* **What the task requires**: Recast the item lines below as a two-column Markdown table headed Row and Line, numbering each row. Start at the line that contains "spot the turret in the photo above", go through the last line of the items, and leave out blank lines.

* **Given entries**:
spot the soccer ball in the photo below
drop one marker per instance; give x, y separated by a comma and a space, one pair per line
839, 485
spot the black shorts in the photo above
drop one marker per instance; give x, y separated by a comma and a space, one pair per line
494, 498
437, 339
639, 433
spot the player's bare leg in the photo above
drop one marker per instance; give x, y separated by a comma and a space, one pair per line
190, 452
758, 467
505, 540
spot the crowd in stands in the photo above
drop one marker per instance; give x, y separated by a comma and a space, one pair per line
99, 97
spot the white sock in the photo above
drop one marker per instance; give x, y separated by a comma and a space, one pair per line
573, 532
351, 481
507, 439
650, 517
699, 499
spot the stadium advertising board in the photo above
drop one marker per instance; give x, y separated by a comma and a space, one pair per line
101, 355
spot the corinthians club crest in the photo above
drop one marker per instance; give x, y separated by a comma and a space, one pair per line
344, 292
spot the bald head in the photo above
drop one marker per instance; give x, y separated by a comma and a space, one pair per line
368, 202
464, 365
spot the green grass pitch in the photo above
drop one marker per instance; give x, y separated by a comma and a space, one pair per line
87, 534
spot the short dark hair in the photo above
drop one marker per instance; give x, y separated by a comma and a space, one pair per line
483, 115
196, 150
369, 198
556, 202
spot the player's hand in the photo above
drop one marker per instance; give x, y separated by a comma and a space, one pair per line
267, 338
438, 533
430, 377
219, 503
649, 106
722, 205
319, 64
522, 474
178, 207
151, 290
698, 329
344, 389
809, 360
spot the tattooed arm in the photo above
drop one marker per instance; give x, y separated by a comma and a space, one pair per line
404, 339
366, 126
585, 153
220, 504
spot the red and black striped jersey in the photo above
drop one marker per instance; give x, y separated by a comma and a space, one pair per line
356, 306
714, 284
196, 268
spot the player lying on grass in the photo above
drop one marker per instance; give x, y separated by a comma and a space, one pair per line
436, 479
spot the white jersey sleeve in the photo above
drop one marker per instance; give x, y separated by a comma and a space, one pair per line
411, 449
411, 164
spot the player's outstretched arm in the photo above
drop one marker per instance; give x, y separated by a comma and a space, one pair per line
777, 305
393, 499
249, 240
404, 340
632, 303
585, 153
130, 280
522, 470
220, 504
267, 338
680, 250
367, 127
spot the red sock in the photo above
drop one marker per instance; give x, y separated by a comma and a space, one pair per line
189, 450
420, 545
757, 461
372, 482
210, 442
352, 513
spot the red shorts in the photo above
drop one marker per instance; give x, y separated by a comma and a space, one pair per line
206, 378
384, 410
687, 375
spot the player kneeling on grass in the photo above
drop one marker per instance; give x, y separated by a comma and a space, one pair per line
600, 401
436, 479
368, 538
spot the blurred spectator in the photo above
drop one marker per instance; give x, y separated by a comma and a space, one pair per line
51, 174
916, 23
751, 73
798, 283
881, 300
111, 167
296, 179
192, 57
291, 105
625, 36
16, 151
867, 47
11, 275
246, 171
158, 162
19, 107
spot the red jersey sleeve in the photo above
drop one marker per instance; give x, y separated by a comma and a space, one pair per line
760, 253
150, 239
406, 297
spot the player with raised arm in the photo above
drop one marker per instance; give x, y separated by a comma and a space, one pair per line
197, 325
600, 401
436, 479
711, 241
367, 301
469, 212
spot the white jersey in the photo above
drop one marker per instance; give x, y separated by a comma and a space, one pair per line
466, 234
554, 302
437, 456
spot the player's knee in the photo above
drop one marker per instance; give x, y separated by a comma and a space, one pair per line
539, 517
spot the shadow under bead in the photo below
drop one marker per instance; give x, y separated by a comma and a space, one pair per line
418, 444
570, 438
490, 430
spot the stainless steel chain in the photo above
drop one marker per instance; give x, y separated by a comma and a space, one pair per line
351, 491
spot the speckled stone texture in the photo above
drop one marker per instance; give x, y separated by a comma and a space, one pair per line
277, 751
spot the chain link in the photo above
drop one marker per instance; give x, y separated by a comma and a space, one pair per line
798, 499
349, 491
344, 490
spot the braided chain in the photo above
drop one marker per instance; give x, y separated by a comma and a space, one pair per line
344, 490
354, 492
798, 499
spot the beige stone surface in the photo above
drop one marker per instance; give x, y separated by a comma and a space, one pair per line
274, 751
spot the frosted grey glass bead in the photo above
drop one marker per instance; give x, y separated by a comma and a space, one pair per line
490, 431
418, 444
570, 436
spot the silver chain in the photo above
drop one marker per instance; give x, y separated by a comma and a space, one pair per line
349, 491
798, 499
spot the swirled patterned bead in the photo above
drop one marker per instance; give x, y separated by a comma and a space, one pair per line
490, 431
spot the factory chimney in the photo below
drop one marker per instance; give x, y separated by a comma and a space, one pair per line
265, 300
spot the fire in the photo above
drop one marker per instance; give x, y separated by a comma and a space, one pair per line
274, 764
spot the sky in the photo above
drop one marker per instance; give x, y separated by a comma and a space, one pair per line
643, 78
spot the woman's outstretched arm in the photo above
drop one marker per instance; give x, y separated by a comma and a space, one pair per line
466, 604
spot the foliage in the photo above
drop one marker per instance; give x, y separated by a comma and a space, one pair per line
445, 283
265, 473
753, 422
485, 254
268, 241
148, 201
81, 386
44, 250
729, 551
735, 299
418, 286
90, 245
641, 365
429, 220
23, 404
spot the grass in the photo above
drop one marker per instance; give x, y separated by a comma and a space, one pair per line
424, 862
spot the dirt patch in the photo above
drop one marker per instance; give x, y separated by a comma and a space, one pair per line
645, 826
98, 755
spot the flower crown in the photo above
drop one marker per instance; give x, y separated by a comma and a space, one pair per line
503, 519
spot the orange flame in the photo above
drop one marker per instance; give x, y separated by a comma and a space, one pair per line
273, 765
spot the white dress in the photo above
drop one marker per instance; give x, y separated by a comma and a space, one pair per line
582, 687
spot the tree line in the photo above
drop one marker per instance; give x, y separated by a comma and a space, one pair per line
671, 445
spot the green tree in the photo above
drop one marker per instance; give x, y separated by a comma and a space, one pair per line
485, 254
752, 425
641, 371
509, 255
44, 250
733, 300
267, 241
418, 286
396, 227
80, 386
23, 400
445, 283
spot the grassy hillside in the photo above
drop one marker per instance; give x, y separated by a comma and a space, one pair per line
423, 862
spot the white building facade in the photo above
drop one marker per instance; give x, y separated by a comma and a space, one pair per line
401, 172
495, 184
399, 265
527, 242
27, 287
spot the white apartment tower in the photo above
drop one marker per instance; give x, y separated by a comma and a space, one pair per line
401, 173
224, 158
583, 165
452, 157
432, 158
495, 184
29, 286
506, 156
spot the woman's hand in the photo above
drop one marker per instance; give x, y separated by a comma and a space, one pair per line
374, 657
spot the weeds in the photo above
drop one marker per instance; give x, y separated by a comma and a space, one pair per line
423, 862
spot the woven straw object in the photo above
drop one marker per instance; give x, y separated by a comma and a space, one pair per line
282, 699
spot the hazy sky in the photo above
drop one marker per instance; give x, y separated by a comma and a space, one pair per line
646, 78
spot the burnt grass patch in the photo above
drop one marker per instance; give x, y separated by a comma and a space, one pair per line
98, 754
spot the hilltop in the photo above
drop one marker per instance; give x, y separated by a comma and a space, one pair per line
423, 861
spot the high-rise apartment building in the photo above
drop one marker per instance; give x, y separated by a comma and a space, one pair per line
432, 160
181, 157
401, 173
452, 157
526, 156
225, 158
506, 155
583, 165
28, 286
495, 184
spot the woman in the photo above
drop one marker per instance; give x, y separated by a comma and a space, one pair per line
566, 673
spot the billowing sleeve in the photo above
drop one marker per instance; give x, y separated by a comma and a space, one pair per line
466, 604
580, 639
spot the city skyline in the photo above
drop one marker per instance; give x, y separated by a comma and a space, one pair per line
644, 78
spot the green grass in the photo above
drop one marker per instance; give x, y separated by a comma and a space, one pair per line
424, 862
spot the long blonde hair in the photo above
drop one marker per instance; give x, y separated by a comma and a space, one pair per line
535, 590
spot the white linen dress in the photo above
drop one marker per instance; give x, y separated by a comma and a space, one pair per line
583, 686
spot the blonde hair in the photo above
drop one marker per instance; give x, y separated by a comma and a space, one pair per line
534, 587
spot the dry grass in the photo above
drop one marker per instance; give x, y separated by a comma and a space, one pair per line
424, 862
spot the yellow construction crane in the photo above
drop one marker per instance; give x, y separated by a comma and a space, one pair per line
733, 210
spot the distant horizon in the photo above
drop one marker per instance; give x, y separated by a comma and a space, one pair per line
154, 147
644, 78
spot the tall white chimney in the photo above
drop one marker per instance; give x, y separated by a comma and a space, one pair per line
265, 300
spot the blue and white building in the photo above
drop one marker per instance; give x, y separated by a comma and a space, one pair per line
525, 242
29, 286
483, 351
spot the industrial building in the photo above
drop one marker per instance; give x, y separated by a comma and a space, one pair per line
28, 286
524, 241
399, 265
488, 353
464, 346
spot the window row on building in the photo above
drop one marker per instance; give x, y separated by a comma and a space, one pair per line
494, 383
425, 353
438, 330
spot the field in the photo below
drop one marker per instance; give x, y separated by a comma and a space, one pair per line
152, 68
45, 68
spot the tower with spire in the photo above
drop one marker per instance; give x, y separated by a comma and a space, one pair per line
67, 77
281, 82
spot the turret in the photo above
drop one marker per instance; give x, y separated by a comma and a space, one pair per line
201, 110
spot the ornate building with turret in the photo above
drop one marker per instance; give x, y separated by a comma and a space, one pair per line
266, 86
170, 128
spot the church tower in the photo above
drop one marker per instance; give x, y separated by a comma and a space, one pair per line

* **Solution**:
| Row | Line |
|---|---|
| 1 | spot the turret in the photo above |
| 2 | drop one marker per instance; give x, y separated by a comma and a space, one pair per line |
| 3 | 201, 110 |
| 4 | spot the ornate building with turret in the photo above |
| 5 | drop one marker per instance; give x, y separated by a comma and a space, one pair per line |
| 6 | 266, 86 |
| 7 | 170, 128 |
| 8 | spot the church tower in the photo above |
| 9 | drop one marker per instance; give x, y separated by a comma and a space, one pair per line |